▶ [What is required]
Here the job is to copy the data exactly and to exclude every image from it.

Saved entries
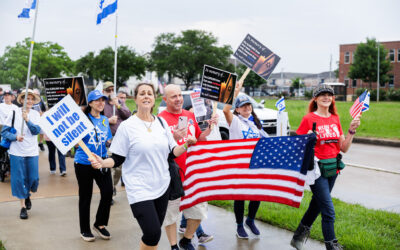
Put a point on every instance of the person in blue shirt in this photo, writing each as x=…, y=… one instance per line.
x=85, y=174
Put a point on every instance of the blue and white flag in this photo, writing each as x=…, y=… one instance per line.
x=280, y=104
x=105, y=8
x=29, y=5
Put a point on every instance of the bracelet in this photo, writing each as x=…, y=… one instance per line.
x=352, y=132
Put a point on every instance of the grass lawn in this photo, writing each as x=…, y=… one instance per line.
x=356, y=227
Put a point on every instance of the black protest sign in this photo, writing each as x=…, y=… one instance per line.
x=218, y=85
x=257, y=57
x=57, y=88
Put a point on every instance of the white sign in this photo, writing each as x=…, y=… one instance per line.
x=65, y=124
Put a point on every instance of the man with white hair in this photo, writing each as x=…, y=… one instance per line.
x=194, y=215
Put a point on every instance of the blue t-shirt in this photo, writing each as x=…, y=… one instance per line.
x=96, y=144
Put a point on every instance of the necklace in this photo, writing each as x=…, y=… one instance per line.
x=148, y=127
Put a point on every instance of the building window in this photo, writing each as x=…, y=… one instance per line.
x=346, y=82
x=398, y=55
x=391, y=55
x=391, y=81
x=347, y=57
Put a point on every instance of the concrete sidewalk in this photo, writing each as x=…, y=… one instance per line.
x=54, y=224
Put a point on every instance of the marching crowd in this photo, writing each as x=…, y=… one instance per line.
x=137, y=147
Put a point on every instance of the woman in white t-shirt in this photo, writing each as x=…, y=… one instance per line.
x=142, y=144
x=24, y=152
x=244, y=124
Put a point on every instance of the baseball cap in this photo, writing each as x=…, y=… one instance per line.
x=95, y=95
x=241, y=100
x=108, y=84
x=322, y=88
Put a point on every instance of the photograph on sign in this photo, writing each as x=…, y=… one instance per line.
x=257, y=57
x=217, y=85
x=202, y=108
x=65, y=124
x=57, y=88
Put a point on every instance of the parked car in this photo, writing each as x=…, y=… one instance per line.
x=267, y=116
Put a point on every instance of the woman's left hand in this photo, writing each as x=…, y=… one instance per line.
x=25, y=115
x=355, y=123
x=191, y=140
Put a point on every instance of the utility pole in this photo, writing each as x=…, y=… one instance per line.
x=377, y=82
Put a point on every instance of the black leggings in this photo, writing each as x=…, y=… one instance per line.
x=85, y=174
x=150, y=216
x=238, y=208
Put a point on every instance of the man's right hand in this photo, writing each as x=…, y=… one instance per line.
x=179, y=133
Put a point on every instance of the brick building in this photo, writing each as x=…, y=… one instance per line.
x=346, y=59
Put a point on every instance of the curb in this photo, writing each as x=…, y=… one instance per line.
x=372, y=168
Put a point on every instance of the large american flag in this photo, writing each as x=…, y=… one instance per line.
x=268, y=169
x=360, y=105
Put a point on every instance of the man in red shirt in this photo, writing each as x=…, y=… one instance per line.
x=194, y=215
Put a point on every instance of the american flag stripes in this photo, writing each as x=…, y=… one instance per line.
x=360, y=105
x=268, y=169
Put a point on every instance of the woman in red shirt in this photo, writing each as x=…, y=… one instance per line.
x=330, y=141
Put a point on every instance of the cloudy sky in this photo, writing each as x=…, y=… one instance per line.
x=304, y=33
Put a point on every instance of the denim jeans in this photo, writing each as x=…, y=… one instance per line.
x=199, y=230
x=52, y=157
x=321, y=202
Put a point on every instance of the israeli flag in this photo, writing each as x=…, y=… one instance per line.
x=280, y=104
x=105, y=8
x=29, y=5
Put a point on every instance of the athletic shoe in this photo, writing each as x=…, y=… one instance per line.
x=28, y=203
x=187, y=246
x=87, y=237
x=250, y=225
x=103, y=233
x=23, y=214
x=181, y=230
x=204, y=238
x=241, y=233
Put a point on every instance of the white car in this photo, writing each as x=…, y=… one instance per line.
x=267, y=116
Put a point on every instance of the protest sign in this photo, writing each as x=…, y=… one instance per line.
x=217, y=85
x=65, y=124
x=202, y=108
x=257, y=57
x=57, y=88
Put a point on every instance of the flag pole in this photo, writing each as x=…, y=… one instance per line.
x=115, y=58
x=30, y=61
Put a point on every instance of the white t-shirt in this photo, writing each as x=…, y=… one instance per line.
x=242, y=128
x=29, y=146
x=145, y=170
x=6, y=109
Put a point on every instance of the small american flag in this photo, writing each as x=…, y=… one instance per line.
x=360, y=105
x=268, y=169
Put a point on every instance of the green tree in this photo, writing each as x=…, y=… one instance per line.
x=252, y=79
x=48, y=60
x=365, y=63
x=101, y=67
x=184, y=55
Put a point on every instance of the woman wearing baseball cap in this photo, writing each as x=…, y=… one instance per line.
x=244, y=124
x=85, y=174
x=330, y=141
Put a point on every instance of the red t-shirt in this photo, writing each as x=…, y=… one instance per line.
x=328, y=132
x=193, y=130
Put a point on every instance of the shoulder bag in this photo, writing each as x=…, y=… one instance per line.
x=175, y=186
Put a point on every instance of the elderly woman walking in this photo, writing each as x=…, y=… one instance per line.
x=24, y=151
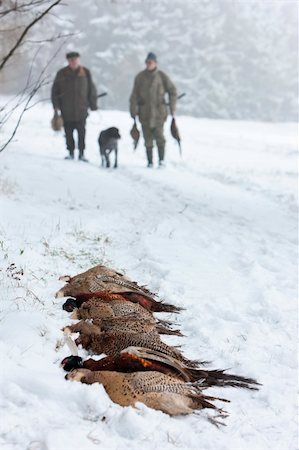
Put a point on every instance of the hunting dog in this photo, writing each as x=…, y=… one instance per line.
x=108, y=142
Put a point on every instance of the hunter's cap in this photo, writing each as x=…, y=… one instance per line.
x=151, y=57
x=71, y=55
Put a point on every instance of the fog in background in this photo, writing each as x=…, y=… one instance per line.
x=233, y=59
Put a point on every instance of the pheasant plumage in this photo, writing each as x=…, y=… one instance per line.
x=112, y=342
x=100, y=279
x=154, y=389
x=138, y=359
x=128, y=314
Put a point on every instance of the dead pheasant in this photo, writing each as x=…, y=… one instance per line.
x=156, y=390
x=127, y=313
x=112, y=342
x=138, y=359
x=100, y=279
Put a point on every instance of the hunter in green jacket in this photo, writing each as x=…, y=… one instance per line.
x=147, y=101
x=73, y=93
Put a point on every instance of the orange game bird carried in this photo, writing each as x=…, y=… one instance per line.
x=135, y=134
x=57, y=121
x=175, y=133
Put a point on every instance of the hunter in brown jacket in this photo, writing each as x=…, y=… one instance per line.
x=73, y=92
x=147, y=101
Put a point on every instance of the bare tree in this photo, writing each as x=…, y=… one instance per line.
x=18, y=20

▶ [Task output]
Put a point on every instance of the person in blue shirt in this photo, writing each as x=…, y=… one instance per line.
x=85, y=174
Put a point on every instance of the blue and white flag in this photo, writing each as x=…, y=… one instance per line.
x=280, y=104
x=105, y=8
x=29, y=5
Put a point on every instance of the bracelet in this photo, writing each as x=…, y=… one instance per line.
x=352, y=132
Put a point on every instance of the grass lawn in this photo, writing each as x=…, y=… one instance per line.
x=356, y=227
Put a point on every instance of the black protest sign in this photo, writing each as x=…, y=… one instance per line.
x=218, y=85
x=257, y=57
x=57, y=88
Put a point on every instance of the white sign in this photo, writing each as x=…, y=… one instance per line.
x=65, y=124
Put a point on every instance of the man with white hair in this photo, writing each as x=…, y=… one instance per line.
x=194, y=215
Put a point on every instance of the blue t-shirt in this photo, writing each as x=…, y=… one instance per line.
x=96, y=144
Put a point on every instance of the necklace in this photo, writing each as x=…, y=… one instance per line.
x=148, y=127
Put a point on every instance of the building window in this photo, writing each as x=…, y=… one instance per line.
x=346, y=82
x=398, y=55
x=391, y=55
x=391, y=81
x=347, y=57
Put a point on every instance of the concrete sidewalk in this photo, writing each as x=…, y=… one instance per line.
x=54, y=224
Put a point on every instance of the marching crowd in this photo, writing each as x=…, y=… one instance per line.
x=137, y=147
Put a point on every instance of the woman in white t-shirt in this photo, writing each as x=…, y=… one instance per line.
x=142, y=144
x=24, y=152
x=244, y=124
Put a point on every instance of the baseball cap in this photo, writing each as x=…, y=… one instance per line.
x=95, y=95
x=241, y=100
x=108, y=84
x=322, y=88
Put a point on every instance of the photograph on sign in this photo, writing each as x=…, y=… one instance per line.
x=257, y=57
x=217, y=85
x=202, y=108
x=65, y=124
x=57, y=88
Put a point on every instance of the parked car in this photo, writing each as x=…, y=… one instance per line.
x=267, y=116
Put a point on every instance of the woman's left hand in this photo, writing each as x=…, y=… one instance per line.
x=25, y=115
x=355, y=123
x=191, y=140
Put a point on every instance of the utility pole in this photo, writing each as x=…, y=… one instance per line.
x=377, y=82
Put a point on every instance of the black leggings in this photo, writing each as x=…, y=… one instance per line.
x=85, y=174
x=150, y=216
x=238, y=208
Put a point on every instance of the man's right hand in this photo, writing each as x=…, y=… one instance per line.
x=179, y=133
Put a point on every instance of the brick building in this photo, writing each as x=…, y=… one instance per line.
x=346, y=59
Put a point on every instance of the curb in this photo, writing each as x=…, y=… one instance per line.
x=372, y=168
Put a point on every instance of the large american flag in this photo, writing each as x=…, y=… one instance per line.
x=268, y=169
x=360, y=105
Put a point on every instance of the man in red shirt in this photo, writing each as x=…, y=… one instance per line.
x=194, y=215
Put a point on every instance of the american flag stripes in this photo, writing each as x=…, y=… one instance per line.
x=360, y=105
x=268, y=169
Put a point on every instance of the woman in red shirt in this photo, writing each as x=…, y=… one instance per line.
x=330, y=141
Put a point on every instance of the cloudy sky in this photo, writing each as x=…, y=… one instance per line.
x=304, y=33
Put a point on every instance of the denim jeans in this photo, writing each as x=…, y=… one instance per line.
x=199, y=230
x=52, y=157
x=321, y=202
Put a point on every instance of the israeli flag in this photo, writing each as x=…, y=… one instance per line.
x=280, y=104
x=105, y=8
x=29, y=5
Put a point on every instance of the athletic shoe in this photo, writing each as x=…, y=… one instance per line.
x=28, y=203
x=187, y=246
x=87, y=237
x=250, y=225
x=103, y=233
x=23, y=214
x=181, y=230
x=204, y=238
x=241, y=233
Put a point on every instance of the white car in this photo, writing each as x=…, y=… one instance per line.
x=267, y=116
Put a point on every instance of the protest sign in this photo, writing each as x=…, y=… one instance per line.
x=217, y=85
x=65, y=124
x=202, y=108
x=257, y=57
x=57, y=88
Put a point on every instance of the flag pole in this photo, writing each as x=…, y=… one instance per line.
x=115, y=58
x=30, y=61
Put a point on every instance of the white t-shirt in this photo, writing each as x=…, y=… one instance per line.
x=242, y=128
x=29, y=146
x=145, y=170
x=6, y=109
Put a point on every instance of the small american flag in this photo, writing each as x=…, y=… one instance per line.
x=360, y=105
x=268, y=169
Put a point on every instance of the green tree in this photo, writing each as x=…, y=… one instance per line.
x=252, y=79
x=48, y=60
x=365, y=63
x=101, y=67
x=184, y=55
Put a point on every instance of the woman wearing baseball cap in this photo, writing each as x=…, y=… one instance per line.
x=244, y=124
x=85, y=174
x=330, y=141
Put a point on every instance of the red t-shirt in this photo, writing each as x=…, y=… one instance per line.
x=328, y=132
x=193, y=130
Put a point on every instance of the shoulder bag in this photo, writing each as x=…, y=… one instance per line.
x=175, y=186
Put a point on every instance of the elderly woman walking in this photo, writing each as x=…, y=… one instance per line.
x=24, y=151
Put a point on every instance of the hunting dog in this photo, writing each as x=…, y=… one instance per line.
x=108, y=142
Put a point on every instance of the hunter's cap in this photo, writing each as x=…, y=… one instance per line.
x=151, y=57
x=71, y=55
Put a point on every instance of the fog in background in this photo, writing each as x=…, y=… one instance per line.
x=233, y=59
Put a point on every instance of the pheasant plumage in this photo, writing each as x=…, y=… one instance per line.
x=112, y=342
x=100, y=279
x=154, y=389
x=138, y=359
x=128, y=314
Put a point on every instance of the dead pheasant in this photo, writing each as x=…, y=… one instance per line.
x=156, y=390
x=127, y=313
x=112, y=342
x=138, y=359
x=100, y=279
Put a point on every instance of the hunter in green jacket in this photo, writing each as x=…, y=… one instance per line.
x=147, y=101
x=73, y=93
Put a point on every instance of the orange game bird carried in this photo, writing each as x=…, y=… one instance per line.
x=135, y=134
x=57, y=121
x=175, y=133
Put a point on every instance of the hunter in brown jacket in this photo, writing each as x=…, y=… one instance per line.
x=73, y=92
x=147, y=101
Put a point on every instance of the bare tree in this photo, writing each as x=…, y=… one instance per line.
x=18, y=20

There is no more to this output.